→ The request
Find the line containing "Task: for every instance of the tent", then output it and every line after it through the end of the listing below, exactly as written.

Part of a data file
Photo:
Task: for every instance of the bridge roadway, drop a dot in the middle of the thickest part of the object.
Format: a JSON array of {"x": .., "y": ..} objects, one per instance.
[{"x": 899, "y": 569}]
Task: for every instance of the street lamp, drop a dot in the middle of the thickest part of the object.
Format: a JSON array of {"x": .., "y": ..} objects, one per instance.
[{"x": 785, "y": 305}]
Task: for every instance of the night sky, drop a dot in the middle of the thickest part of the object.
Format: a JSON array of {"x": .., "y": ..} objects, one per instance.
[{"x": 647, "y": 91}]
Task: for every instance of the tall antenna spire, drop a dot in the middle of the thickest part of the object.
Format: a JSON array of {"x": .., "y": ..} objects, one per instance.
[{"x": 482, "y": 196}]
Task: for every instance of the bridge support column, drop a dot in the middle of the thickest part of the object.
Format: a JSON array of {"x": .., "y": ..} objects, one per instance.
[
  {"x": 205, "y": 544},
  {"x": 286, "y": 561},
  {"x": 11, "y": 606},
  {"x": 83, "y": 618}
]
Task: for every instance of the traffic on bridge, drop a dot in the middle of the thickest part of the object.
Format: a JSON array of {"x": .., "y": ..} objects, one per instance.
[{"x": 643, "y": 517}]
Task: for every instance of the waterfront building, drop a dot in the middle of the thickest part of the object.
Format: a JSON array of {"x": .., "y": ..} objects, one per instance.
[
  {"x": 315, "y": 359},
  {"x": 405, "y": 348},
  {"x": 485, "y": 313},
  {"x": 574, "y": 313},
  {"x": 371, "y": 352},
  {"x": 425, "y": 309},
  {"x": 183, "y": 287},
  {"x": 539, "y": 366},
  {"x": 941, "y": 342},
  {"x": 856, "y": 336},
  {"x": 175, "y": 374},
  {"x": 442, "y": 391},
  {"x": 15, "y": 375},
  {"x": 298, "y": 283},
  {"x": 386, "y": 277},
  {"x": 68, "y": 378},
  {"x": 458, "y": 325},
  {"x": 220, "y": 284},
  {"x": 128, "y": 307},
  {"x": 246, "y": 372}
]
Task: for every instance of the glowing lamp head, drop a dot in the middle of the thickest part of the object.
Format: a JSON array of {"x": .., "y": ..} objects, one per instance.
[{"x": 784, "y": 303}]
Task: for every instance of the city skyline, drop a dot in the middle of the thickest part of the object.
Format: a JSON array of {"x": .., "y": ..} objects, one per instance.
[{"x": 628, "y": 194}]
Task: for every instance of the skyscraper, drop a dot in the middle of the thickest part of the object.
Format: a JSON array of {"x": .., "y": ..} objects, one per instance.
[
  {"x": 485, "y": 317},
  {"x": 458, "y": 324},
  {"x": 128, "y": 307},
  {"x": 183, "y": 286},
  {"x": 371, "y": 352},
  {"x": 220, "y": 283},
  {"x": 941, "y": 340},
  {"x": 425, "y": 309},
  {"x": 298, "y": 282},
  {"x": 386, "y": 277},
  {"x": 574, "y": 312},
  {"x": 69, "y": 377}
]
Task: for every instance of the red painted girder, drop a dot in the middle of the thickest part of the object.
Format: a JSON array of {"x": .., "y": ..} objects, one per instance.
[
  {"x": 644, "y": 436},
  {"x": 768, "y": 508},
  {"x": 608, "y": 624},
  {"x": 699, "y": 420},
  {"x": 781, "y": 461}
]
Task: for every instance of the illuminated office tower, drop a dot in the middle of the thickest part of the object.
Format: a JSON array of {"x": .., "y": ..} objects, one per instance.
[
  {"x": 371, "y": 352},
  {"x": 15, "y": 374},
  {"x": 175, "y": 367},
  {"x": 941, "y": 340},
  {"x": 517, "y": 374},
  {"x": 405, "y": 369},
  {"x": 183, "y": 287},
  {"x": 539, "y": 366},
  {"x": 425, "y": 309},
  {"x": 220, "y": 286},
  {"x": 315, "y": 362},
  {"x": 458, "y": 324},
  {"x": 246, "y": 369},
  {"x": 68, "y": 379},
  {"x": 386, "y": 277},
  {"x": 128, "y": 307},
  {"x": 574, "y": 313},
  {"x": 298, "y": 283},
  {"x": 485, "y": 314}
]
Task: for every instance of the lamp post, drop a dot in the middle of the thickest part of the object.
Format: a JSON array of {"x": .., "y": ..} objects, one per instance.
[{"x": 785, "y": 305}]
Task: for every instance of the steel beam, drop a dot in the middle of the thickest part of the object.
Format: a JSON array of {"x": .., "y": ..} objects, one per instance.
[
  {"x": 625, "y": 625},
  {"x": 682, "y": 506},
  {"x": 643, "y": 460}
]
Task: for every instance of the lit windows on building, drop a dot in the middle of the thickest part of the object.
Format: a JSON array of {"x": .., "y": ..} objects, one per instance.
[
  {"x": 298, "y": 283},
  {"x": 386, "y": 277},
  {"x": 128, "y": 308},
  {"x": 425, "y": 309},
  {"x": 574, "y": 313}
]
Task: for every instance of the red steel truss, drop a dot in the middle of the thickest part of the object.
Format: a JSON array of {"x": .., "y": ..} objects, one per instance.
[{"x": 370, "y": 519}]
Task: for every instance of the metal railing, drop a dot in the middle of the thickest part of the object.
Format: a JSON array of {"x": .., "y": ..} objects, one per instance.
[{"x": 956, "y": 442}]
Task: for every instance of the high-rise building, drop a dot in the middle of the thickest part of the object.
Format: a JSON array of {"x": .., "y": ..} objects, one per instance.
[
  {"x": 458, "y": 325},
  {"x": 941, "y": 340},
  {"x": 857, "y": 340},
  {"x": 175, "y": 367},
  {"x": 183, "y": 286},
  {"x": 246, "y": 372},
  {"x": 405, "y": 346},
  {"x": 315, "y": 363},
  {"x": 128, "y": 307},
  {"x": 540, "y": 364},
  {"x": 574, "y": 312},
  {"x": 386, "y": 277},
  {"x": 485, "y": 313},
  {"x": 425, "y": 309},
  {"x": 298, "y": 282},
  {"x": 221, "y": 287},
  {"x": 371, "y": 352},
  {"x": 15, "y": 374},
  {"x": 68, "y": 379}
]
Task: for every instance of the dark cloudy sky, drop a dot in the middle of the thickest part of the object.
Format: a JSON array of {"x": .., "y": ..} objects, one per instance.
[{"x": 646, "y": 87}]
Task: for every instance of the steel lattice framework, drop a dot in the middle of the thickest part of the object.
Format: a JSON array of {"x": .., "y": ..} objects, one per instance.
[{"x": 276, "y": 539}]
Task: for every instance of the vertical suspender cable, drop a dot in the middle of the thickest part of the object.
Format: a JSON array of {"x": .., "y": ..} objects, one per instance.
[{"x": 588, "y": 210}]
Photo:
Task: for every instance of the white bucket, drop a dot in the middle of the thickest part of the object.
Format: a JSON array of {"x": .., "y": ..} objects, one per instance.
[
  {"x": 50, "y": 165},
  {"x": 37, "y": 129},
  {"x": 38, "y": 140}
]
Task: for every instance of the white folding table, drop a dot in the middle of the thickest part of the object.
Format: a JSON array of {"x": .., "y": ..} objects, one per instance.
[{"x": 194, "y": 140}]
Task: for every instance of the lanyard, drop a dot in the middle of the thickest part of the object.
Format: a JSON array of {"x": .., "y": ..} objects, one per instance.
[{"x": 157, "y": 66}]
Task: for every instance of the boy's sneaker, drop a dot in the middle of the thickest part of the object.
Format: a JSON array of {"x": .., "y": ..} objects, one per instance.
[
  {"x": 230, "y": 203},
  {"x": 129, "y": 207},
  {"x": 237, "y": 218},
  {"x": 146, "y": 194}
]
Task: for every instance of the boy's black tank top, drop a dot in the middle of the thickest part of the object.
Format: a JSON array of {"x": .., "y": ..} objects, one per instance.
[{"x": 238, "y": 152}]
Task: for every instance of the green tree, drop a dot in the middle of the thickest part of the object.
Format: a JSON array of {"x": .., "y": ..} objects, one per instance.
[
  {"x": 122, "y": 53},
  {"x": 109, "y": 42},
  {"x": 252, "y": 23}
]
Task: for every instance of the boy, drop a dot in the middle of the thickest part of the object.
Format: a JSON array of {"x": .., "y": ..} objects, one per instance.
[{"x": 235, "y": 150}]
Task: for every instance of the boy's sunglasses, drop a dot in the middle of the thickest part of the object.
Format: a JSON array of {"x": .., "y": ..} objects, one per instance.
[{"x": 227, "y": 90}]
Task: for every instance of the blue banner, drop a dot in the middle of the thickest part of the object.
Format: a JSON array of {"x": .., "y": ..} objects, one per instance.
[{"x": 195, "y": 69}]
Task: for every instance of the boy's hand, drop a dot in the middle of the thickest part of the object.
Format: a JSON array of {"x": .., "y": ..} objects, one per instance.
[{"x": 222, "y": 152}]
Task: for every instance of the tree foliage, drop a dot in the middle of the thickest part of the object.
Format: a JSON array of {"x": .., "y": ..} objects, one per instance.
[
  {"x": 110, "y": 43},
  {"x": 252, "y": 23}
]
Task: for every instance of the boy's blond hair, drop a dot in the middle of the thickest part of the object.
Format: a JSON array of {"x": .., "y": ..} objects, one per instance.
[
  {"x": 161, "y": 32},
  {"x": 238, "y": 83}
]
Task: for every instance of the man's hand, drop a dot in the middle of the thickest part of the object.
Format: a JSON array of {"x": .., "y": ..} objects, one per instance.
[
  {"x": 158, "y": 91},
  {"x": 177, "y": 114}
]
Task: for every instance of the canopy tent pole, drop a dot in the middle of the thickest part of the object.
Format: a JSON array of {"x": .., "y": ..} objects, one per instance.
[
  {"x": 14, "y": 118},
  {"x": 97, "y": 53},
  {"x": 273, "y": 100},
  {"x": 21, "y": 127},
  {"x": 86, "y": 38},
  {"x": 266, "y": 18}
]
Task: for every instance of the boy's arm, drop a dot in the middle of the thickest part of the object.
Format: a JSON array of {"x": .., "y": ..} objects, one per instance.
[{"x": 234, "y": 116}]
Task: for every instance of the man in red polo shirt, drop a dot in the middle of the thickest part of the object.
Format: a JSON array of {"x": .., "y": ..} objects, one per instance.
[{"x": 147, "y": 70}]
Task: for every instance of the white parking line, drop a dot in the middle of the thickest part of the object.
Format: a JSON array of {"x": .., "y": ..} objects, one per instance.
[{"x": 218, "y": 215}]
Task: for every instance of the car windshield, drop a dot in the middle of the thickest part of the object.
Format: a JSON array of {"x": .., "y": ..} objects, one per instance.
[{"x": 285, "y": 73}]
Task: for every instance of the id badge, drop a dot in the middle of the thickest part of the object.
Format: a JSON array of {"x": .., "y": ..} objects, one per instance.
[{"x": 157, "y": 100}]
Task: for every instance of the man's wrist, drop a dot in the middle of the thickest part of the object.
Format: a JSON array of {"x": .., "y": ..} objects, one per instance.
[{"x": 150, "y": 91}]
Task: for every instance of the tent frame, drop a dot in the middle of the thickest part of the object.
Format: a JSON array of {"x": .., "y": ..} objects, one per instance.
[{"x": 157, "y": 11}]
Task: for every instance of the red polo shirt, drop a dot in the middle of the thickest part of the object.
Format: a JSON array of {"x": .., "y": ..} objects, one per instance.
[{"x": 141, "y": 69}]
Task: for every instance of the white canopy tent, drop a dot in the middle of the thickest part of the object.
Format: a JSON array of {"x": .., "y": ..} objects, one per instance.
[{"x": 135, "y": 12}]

→ Exercise response
Task: for every instance of the tent frame, drop a dot in the middle of the thickest part of the object.
Format: a JSON array of {"x": .., "y": ..} objects, one per instance.
[{"x": 157, "y": 11}]
Task: for every instance of the red polo shirt, drop a dot in the middle of the thickest part of the object.
Format: a JSON array of {"x": .., "y": ..} objects, one per instance.
[{"x": 141, "y": 69}]
Task: for every instance of the white canopy tent, drop a dot in the middle of the thickest part of the object.
Format: a JSON array of {"x": .., "y": ..} objects, one per instance.
[{"x": 135, "y": 12}]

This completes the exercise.